* START DATASET CONTENT *

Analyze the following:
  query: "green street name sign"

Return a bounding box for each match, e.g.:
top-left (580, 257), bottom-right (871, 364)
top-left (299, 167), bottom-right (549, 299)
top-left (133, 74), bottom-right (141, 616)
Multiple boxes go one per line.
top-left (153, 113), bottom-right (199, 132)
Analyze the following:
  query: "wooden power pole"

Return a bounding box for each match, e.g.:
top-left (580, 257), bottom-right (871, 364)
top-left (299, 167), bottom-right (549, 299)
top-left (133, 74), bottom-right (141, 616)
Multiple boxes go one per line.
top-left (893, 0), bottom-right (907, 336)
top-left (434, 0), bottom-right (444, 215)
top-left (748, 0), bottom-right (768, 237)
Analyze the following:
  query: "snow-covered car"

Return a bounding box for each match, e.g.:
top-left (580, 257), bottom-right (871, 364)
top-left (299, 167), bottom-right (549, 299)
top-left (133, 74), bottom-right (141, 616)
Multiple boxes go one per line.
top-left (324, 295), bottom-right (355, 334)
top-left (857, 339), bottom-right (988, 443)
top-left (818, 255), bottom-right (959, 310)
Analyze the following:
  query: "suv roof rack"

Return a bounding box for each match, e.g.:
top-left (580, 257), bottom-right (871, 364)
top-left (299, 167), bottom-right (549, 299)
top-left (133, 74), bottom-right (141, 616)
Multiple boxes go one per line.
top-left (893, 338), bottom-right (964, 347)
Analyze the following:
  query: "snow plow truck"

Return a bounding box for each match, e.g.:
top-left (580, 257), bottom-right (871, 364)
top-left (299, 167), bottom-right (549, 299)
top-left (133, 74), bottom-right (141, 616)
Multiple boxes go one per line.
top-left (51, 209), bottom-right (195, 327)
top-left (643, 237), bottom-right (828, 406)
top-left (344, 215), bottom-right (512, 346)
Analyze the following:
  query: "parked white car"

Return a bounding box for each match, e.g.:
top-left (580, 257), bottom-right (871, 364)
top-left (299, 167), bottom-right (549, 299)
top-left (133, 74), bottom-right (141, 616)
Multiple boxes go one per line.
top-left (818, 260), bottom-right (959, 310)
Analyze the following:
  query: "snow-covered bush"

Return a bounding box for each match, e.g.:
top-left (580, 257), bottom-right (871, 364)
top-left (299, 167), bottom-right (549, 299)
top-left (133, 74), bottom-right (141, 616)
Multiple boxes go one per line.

* END DATASET CONTENT *

EXERCISE BRIEF:
Reproduce all the records above verbatim, line for line, without altering any character.

EXERCISE SOLUTION:
Analyze the following:
  query: "green street name sign"

Return a bounding box for each match, e.g.:
top-left (580, 257), bottom-right (871, 364)
top-left (299, 167), bottom-right (549, 299)
top-left (133, 74), bottom-right (141, 616)
Multiple boxes go one per line.
top-left (153, 113), bottom-right (199, 132)
Analyze the following:
  query: "wooden power pole"

Return a bounding box for each match, e.g.:
top-left (580, 257), bottom-right (871, 364)
top-left (299, 167), bottom-right (549, 299)
top-left (133, 74), bottom-right (141, 616)
Multiple boxes go one per line.
top-left (893, 0), bottom-right (907, 336)
top-left (434, 0), bottom-right (444, 215)
top-left (748, 0), bottom-right (768, 237)
Analyze the following:
  query: "snow-covered car"

Return a bounding box for each match, e.g.:
top-left (580, 257), bottom-right (871, 364)
top-left (299, 167), bottom-right (549, 299)
top-left (133, 74), bottom-right (141, 616)
Multiple boxes go one per line.
top-left (324, 295), bottom-right (355, 334)
top-left (857, 339), bottom-right (988, 443)
top-left (818, 255), bottom-right (959, 310)
Analyze the following:
  query: "suv roof rack"

Return a bounding box for each match, e.g.:
top-left (580, 257), bottom-right (871, 364)
top-left (299, 167), bottom-right (549, 299)
top-left (133, 74), bottom-right (141, 616)
Multiple boxes go one per line.
top-left (893, 338), bottom-right (964, 347)
Analyze the following:
  query: "snow plow truck"

Return a bounding box for each match, e.g.:
top-left (580, 257), bottom-right (871, 364)
top-left (299, 167), bottom-right (549, 299)
top-left (133, 74), bottom-right (141, 616)
Multiple boxes go one per line.
top-left (51, 209), bottom-right (195, 327)
top-left (643, 237), bottom-right (828, 406)
top-left (344, 215), bottom-right (512, 346)
Analyze the following:
  query: "parked white car"

Return a bounding box for each match, e.g.:
top-left (580, 257), bottom-right (871, 364)
top-left (299, 167), bottom-right (549, 299)
top-left (133, 74), bottom-right (141, 616)
Multiple boxes go one per line.
top-left (818, 260), bottom-right (959, 310)
Analyze the following:
  query: "snow-covered bush"

Return a bounding box for each match, e.g.:
top-left (580, 257), bottom-right (871, 364)
top-left (299, 167), bottom-right (549, 299)
top-left (133, 74), bottom-right (141, 616)
Multiple boxes go one per line.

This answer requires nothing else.